Given instruction:
Pick out and copy every line of the data below that contains the word "wall". Capital and lowercase letters count as different.

Records for processing:
****

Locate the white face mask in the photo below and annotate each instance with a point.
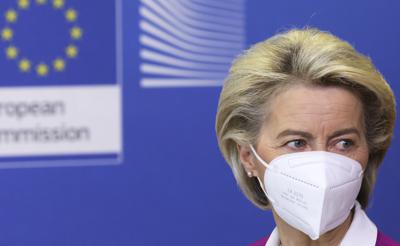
(312, 191)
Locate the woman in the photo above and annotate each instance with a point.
(304, 121)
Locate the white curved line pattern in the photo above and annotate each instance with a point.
(189, 42)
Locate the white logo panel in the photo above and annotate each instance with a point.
(189, 42)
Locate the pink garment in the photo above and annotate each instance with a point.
(381, 240)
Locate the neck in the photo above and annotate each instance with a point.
(290, 236)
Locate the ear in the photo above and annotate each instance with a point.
(248, 161)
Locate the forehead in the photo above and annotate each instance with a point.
(313, 107)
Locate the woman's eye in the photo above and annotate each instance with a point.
(344, 144)
(296, 144)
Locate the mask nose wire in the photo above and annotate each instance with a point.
(266, 165)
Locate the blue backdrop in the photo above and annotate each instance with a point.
(173, 187)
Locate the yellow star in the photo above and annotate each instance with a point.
(59, 64)
(58, 4)
(71, 51)
(12, 52)
(71, 15)
(42, 69)
(41, 2)
(7, 34)
(11, 16)
(24, 65)
(23, 4)
(76, 33)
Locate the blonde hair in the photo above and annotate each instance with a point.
(307, 56)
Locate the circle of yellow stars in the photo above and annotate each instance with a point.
(26, 65)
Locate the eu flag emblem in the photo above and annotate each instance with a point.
(60, 83)
(52, 42)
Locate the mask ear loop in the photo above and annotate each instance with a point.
(264, 164)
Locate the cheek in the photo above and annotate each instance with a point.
(362, 156)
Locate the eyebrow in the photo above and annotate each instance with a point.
(308, 135)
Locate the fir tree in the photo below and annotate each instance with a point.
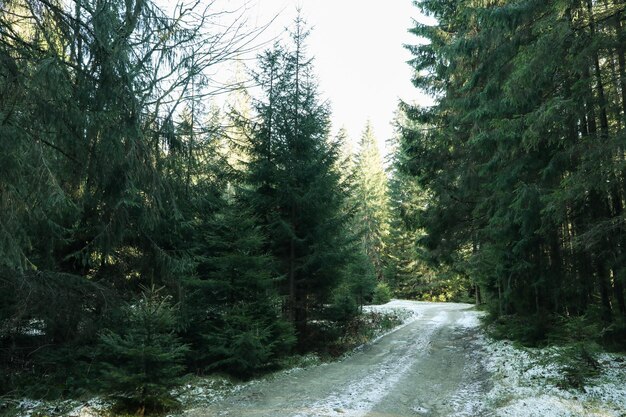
(295, 188)
(142, 363)
(371, 196)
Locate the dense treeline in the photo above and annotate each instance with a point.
(144, 234)
(522, 156)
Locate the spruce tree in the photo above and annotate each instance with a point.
(144, 361)
(371, 197)
(295, 189)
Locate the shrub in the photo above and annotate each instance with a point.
(382, 294)
(142, 362)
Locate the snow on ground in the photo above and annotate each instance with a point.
(525, 384)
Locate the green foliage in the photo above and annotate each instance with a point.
(521, 157)
(579, 364)
(344, 306)
(370, 196)
(382, 294)
(294, 187)
(143, 360)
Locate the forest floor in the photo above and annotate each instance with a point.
(438, 363)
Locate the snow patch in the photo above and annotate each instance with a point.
(525, 384)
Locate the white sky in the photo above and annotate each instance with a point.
(359, 56)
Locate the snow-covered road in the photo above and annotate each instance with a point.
(431, 366)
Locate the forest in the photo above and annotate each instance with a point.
(522, 159)
(147, 232)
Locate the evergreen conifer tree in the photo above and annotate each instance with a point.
(372, 200)
(144, 361)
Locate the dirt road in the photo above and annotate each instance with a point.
(429, 367)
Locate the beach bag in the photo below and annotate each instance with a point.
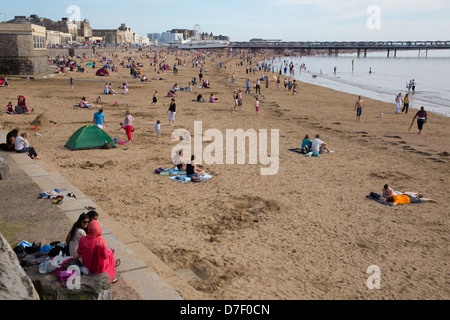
(197, 179)
(159, 170)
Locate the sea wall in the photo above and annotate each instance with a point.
(17, 55)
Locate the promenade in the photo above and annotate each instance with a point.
(141, 270)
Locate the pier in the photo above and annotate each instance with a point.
(361, 48)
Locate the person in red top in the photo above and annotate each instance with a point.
(422, 118)
(95, 255)
(405, 199)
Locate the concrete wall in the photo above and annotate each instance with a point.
(17, 52)
(53, 52)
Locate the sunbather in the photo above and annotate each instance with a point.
(405, 199)
(177, 160)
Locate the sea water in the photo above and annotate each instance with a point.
(388, 76)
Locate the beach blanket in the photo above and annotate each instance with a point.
(185, 178)
(376, 197)
(171, 172)
(297, 150)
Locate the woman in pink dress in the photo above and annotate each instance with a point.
(95, 255)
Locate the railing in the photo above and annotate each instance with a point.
(345, 45)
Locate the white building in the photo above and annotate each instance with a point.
(154, 36)
(167, 37)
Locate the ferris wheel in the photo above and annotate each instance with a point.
(197, 32)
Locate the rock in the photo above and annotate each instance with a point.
(93, 286)
(14, 282)
(4, 169)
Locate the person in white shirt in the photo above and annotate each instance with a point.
(20, 148)
(78, 231)
(318, 145)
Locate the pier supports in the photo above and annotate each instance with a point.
(395, 53)
(365, 53)
(421, 54)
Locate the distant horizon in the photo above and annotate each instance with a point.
(288, 20)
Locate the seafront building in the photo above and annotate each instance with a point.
(23, 49)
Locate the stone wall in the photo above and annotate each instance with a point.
(17, 55)
(14, 282)
(53, 52)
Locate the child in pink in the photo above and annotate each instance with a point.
(128, 125)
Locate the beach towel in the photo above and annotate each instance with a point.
(167, 172)
(185, 178)
(297, 150)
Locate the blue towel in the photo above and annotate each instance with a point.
(185, 178)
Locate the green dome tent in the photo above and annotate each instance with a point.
(89, 137)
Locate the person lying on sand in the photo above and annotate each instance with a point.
(388, 191)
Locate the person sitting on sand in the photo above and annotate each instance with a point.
(177, 160)
(200, 98)
(172, 94)
(306, 144)
(111, 90)
(84, 104)
(318, 147)
(95, 255)
(78, 230)
(10, 108)
(11, 139)
(192, 170)
(93, 215)
(405, 199)
(20, 148)
(21, 107)
(106, 91)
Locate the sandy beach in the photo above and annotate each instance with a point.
(307, 232)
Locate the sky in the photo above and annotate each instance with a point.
(287, 20)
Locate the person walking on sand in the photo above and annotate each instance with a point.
(240, 103)
(158, 128)
(155, 98)
(247, 86)
(422, 118)
(358, 107)
(294, 88)
(258, 86)
(406, 104)
(398, 103)
(235, 101)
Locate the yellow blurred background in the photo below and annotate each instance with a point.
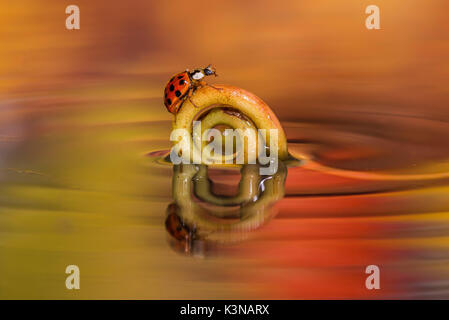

****

Output of the task:
Locate the sea wall in the photo above and annotate each instance with a point.
Locate the concrete wall in the photo above and annotate each instance with a point.
Locate the stone wall in the photo above and annotate each instance with a point.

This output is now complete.